About this task:
Your answer must be an exact copy of the data below, minus any pictures.

Working data:
····················
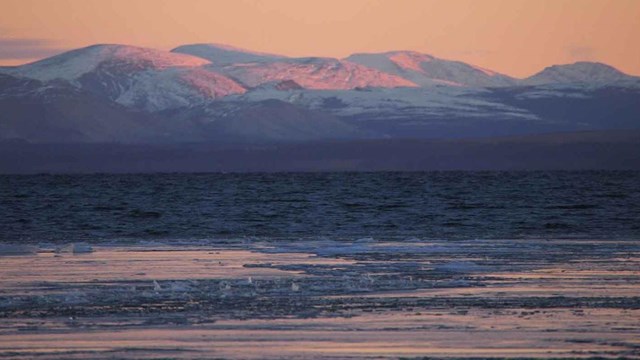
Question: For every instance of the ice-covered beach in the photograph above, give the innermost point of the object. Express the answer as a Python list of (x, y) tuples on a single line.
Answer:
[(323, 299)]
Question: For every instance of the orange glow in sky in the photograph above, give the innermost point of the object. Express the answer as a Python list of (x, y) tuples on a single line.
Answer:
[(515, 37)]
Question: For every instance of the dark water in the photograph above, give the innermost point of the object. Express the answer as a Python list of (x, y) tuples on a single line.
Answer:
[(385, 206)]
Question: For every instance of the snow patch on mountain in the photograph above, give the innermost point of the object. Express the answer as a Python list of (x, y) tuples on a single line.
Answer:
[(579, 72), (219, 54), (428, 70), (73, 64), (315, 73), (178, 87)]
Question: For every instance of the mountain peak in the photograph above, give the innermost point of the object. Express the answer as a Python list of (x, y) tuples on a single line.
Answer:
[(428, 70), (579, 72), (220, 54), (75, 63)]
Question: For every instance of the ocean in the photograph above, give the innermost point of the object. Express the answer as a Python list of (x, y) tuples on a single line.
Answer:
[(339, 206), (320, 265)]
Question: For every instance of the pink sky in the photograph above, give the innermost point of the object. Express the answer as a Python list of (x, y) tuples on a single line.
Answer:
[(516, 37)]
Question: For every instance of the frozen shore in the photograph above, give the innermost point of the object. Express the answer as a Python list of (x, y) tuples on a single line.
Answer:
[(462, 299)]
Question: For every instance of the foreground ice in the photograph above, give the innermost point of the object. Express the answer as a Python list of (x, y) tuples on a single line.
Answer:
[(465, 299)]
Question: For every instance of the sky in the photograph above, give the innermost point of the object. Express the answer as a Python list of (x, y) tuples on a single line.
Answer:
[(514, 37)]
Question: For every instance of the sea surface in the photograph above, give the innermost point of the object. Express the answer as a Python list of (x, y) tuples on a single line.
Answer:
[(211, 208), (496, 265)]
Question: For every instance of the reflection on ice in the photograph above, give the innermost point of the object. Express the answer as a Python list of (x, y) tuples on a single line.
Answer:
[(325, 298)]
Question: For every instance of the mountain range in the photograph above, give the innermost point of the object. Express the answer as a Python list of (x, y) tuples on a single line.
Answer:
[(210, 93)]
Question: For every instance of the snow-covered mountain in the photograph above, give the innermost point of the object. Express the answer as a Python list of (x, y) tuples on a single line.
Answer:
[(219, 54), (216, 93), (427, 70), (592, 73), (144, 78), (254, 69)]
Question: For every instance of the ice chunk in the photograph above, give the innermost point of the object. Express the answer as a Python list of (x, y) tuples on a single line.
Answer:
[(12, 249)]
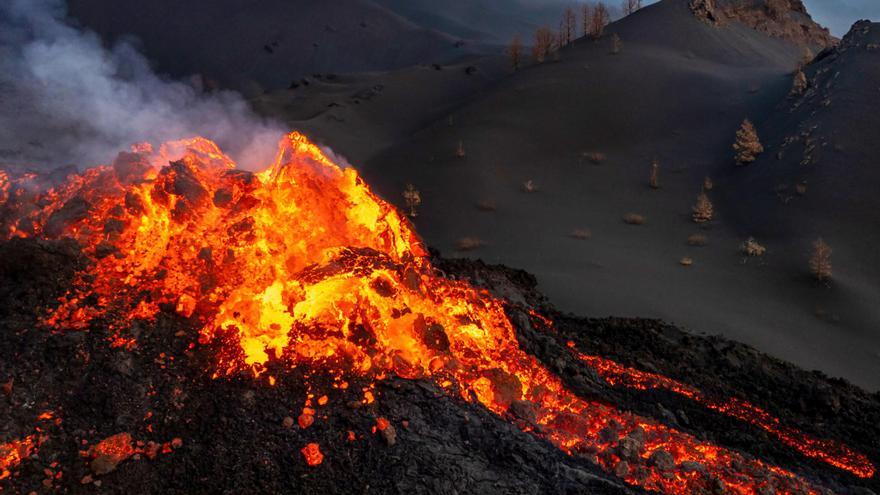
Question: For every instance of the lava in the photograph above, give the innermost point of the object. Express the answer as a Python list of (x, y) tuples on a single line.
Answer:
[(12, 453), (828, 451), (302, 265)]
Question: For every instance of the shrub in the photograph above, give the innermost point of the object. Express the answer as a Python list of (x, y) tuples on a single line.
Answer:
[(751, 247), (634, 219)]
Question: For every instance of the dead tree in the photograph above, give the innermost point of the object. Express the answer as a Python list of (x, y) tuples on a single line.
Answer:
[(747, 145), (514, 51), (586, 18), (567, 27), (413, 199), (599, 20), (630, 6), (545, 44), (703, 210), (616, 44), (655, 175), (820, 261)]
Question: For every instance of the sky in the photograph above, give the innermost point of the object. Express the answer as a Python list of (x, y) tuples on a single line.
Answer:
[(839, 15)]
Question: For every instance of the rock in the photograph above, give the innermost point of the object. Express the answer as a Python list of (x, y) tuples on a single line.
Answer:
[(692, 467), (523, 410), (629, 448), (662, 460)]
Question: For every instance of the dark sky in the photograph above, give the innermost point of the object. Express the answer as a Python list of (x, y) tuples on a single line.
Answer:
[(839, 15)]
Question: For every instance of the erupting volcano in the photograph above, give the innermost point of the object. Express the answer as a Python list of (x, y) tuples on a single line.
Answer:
····················
Your solution:
Question: For every instance of the ice-covered beach in the photograph above, give the innermost point of the object. Express the answer as a Python list of (x, y) tuples on a single line.
Answer:
[(323, 299)]
Question: For every instance of the orange glow in sky in the photograph above, give the innermost point of the object. Express the answer as a Python list of (x, y) tuples on a single line.
Answer:
[(515, 37)]
Question: For every instance of the dark water in the photograph above, give the innermost point of the object. Express the answer as a Python list of (x, y) tuples on a single line.
Answer:
[(385, 206)]
Question: For every instance of the snow patch on mountain in the photograph above, give the innermost point of the object. Express the answer as a Python list of (x, y) tuples on a single line.
Answer:
[(579, 72), (219, 54), (428, 70), (73, 64), (315, 73), (178, 87)]
Question: For every instance of the mountain peak in the photograph above, give the innermost point of the object. Express the answer as a Python list of (x, y) tuples on a single line.
Answer:
[(428, 70), (579, 72), (220, 54), (75, 63)]
Question: For every instance of the ocean in the photograph above, give the innermost point of the object. Express the answer as a Python list of (x, y) tuples on a single line.
Answer:
[(339, 206), (320, 265)]
Question: For every instance of the pink sky in the photograph above, give the innermost point of the object. Express the answer as a Python list of (x, y) tuples on a single line.
Answer:
[(516, 37)]
Question: For every instance of the frozen shore in the photograph above, give the innermost point of the object. Express the answer as a Python list of (x, y) tuples on a single line.
Answer:
[(462, 299)]
Question: For every instance of the foreground ice in the photograph above, give the innermost point of the object. Express the answer as a Python list of (x, y) tuples on a single line.
Answer:
[(465, 299)]
Question: For every instance of the sky in the photograph above, give the innermost point of the object. Express the answer as a Python list of (x, y) tuples on a single line.
Answer:
[(514, 37)]
Question: For every instance of the sea surface in the photograph above, give the innermost point of the object. Express the answer as a Python list of (x, y) tuples on a single line.
Answer:
[(211, 208), (496, 265)]
Question: For every instance of the reflection on ice in the photograph above, give the innermost point of the object. Express the answer as a Python list of (x, y) tuples on a single line.
Answer:
[(325, 298)]
Question: For every instance of the mountain range in the photograph above, give the innermost point of the object. Express the answer as a Python list of (x, y) tuples on a single line.
Answer:
[(210, 93)]
Question: For every instance of the snow-covered mountain in the photograph above, give the innermost point of the object. Express the answer as a Python list of (x, y) tuples on a single line.
Answer:
[(219, 54), (216, 93), (427, 70), (592, 73), (144, 78), (254, 69)]
Question: For every instance of the ice chunk in the photograph above, give the innermost point of the object. Express the answer as a Python list of (x, y) tuples on a single line.
Answer:
[(12, 249)]
Question: For every instance of the lava in the photograph above, give the innermost point of the object. Express the answer as a Python list of (x, y) tuples on a single line.
Answer:
[(12, 453), (828, 451), (302, 265)]
Question: For every instance of the shrub in the photograph above, give the innermost point of the object. Express the answer as a Python list of (x, y) tuples on a single line.
Answer:
[(751, 247), (634, 219)]
Question: For every instance of the dead tree in the photograph above, give the innermost point of the object. Express the answer as a Python list of (x, y) tuples on a single line.
Answer:
[(747, 145), (514, 51), (586, 18), (567, 27), (413, 199), (599, 20), (630, 6), (545, 44), (703, 210), (616, 44), (655, 175), (820, 261)]
Question: For every instance of the sky in the photograph above, give the innermost point of the object. Express the answer as a Python list of (x, y) tuples on a single line.
Answer:
[(839, 15)]
Question: For every instance of the rock in the photograph above, give the innermost point of the object. Express the answer as a Python list of (x, y) tuples on a single line.
Answer:
[(692, 467), (523, 410), (629, 448), (662, 460)]
Question: For every instance of the dark sky in the photograph above, give the innermost point of the object. Express the answer as a Python list of (x, y) tuples on a single line.
Answer:
[(839, 15)]
Question: For every instance of the erupting volcano in the photograph above, give the innermost point of the object. Express the answer as a Python list of (x, y) tuples on a single line.
Answer:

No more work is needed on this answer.